--- Provided text ---
Content starts
Feb 3 2009
A new study by researchers from Rush University Medical Center and Tufts University School of Medicine using mice indicate that a child's memory and the severity of learning disorders may be affected by what his or her mother did when she was a child.
Findings from the study will be published in the February 4th issue of The Journal of Neuroscience .
Neuroscience researchers studied the brain function of pre-adolescent mice that have a genetically-created defect in memory. When these young mice were given an enriched environment, which is exposure to stimulatory objects, enhanced social interaction and voluntary exercise for two weeks, the memory defect, caused by inhibiting the formation of Ras-GRF1 and Ras-GRF2 proteins, was reversed.
After a few months, the same mice were fertilized and they gave birth to offspring that had the same genetic mutation. However, the offspring had no indications of the memory defect even though the offspring were never exposed to an enriched environment like their mothers.
Previous research in mouse models has shown that early exposure to an enriched environment while pregnant can also positively affect offspring.
"What is so unique about this study is that we provided an enriched environment during pre-adolescence, months before the mice became pregnant, yet the beneficial effect reached into the next generation," said Dean Hartley, PhD, neuroscience researcher at Rush University Medical Center and study co-investigator. "The offspring had improved memory even without an enriched environment."
Content ends
--- Task details ---
According to the mouse memory study, which two proteins were inhibited to cause the memory defect? You won't need the records for this.

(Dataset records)
Content starts
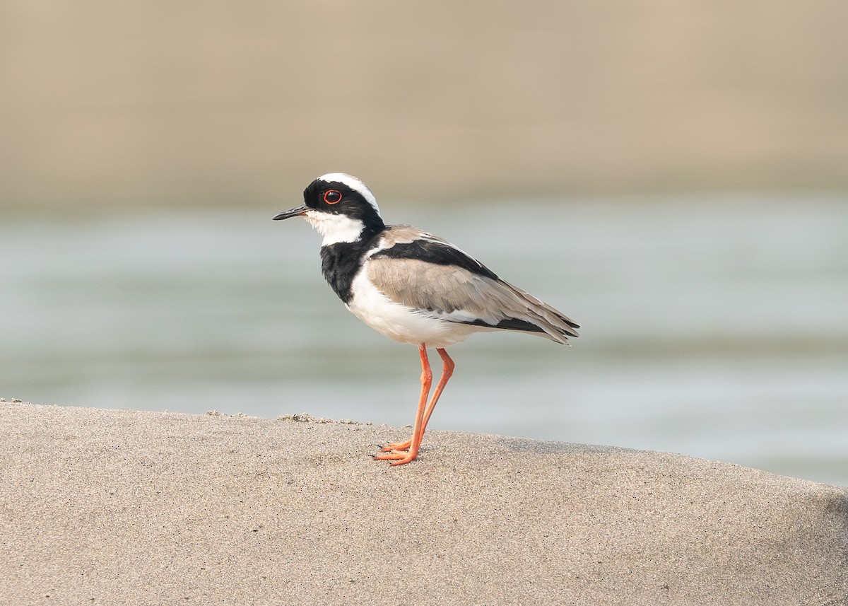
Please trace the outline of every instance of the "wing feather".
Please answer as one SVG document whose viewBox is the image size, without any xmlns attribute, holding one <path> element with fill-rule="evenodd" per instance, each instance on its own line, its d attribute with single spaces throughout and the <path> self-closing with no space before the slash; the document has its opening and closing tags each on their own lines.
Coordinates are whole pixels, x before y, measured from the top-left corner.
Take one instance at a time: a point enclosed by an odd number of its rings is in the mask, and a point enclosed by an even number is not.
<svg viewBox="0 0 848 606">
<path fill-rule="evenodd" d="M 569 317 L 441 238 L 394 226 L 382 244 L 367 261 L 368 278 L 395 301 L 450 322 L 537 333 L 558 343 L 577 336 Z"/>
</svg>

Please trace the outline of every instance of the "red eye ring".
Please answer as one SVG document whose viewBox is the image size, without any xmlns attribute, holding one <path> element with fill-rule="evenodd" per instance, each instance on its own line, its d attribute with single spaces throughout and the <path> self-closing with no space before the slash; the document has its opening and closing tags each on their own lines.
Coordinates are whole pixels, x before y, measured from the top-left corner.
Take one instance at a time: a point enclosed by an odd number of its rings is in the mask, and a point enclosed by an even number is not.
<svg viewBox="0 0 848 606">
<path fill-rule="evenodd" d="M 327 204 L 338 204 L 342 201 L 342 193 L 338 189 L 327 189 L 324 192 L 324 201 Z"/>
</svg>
Content ends
Content starts
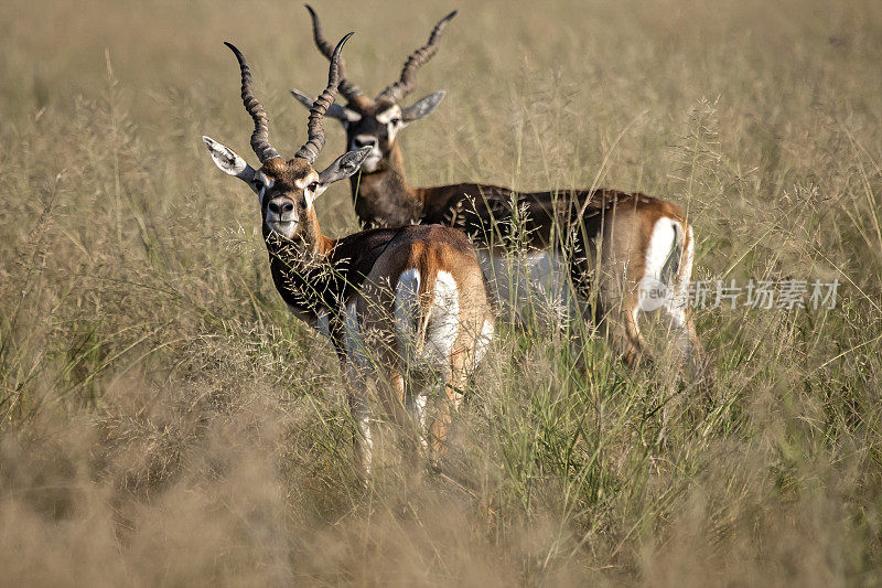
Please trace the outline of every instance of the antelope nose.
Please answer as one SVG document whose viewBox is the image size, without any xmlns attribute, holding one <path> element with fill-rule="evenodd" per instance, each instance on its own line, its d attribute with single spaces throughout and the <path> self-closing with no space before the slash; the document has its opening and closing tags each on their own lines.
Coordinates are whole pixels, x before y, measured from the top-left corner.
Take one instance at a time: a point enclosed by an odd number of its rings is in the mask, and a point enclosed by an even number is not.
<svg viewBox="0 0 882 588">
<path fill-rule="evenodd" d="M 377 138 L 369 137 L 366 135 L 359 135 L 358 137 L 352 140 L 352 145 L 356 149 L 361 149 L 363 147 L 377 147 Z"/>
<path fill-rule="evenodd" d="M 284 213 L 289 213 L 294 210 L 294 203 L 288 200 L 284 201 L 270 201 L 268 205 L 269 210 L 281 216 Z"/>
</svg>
Content ends
Content starts
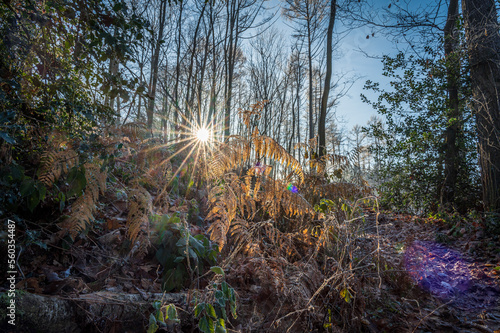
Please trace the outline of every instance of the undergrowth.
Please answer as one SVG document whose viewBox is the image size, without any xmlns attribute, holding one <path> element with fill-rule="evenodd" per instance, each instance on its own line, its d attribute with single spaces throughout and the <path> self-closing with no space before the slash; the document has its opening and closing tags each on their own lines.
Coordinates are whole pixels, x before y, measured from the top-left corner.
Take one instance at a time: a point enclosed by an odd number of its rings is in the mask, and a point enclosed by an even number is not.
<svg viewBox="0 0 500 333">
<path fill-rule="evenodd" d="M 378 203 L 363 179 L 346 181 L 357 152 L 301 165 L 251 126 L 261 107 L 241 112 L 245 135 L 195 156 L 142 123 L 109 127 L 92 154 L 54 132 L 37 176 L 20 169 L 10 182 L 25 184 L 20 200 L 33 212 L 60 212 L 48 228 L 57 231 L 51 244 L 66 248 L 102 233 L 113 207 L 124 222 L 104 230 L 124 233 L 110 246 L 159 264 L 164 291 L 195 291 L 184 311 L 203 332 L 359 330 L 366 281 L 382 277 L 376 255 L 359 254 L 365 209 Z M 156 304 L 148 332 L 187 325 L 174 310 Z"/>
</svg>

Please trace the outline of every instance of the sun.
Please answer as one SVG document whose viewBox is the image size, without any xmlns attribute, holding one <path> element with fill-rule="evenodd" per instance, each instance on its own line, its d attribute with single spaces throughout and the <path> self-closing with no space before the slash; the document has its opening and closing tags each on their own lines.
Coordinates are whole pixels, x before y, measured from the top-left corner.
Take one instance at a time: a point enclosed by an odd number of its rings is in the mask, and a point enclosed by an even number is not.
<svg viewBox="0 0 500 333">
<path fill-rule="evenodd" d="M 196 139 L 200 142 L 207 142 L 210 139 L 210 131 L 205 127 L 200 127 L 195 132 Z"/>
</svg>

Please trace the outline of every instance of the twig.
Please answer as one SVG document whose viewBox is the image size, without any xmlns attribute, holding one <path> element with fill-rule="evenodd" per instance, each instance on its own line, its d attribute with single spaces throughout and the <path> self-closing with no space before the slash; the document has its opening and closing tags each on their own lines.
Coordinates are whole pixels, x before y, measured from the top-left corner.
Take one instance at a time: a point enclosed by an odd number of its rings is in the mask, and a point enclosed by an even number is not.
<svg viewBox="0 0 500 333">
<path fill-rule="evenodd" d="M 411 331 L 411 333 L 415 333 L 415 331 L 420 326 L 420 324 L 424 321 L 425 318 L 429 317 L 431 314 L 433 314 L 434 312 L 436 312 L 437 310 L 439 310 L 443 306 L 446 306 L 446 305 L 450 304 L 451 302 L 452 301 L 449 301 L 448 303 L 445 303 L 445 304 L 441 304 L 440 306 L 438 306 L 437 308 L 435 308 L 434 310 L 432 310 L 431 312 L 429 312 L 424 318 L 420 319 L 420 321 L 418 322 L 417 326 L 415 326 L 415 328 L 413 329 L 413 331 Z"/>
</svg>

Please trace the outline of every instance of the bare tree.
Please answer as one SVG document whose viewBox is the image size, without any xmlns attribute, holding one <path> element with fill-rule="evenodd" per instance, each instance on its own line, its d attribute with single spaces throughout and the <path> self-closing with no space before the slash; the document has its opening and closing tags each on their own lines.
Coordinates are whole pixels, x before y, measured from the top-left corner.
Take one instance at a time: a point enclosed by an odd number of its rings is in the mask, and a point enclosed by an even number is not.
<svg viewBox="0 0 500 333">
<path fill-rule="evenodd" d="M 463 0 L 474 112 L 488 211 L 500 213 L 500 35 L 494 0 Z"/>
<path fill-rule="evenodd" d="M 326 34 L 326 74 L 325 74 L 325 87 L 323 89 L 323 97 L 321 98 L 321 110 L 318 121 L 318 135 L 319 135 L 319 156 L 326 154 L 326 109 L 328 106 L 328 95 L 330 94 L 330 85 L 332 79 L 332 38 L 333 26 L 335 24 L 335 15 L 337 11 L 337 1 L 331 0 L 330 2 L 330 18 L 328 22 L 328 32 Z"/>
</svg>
Content ends
--- Answer area ---
Ras-GRF1 and Ras-GRF2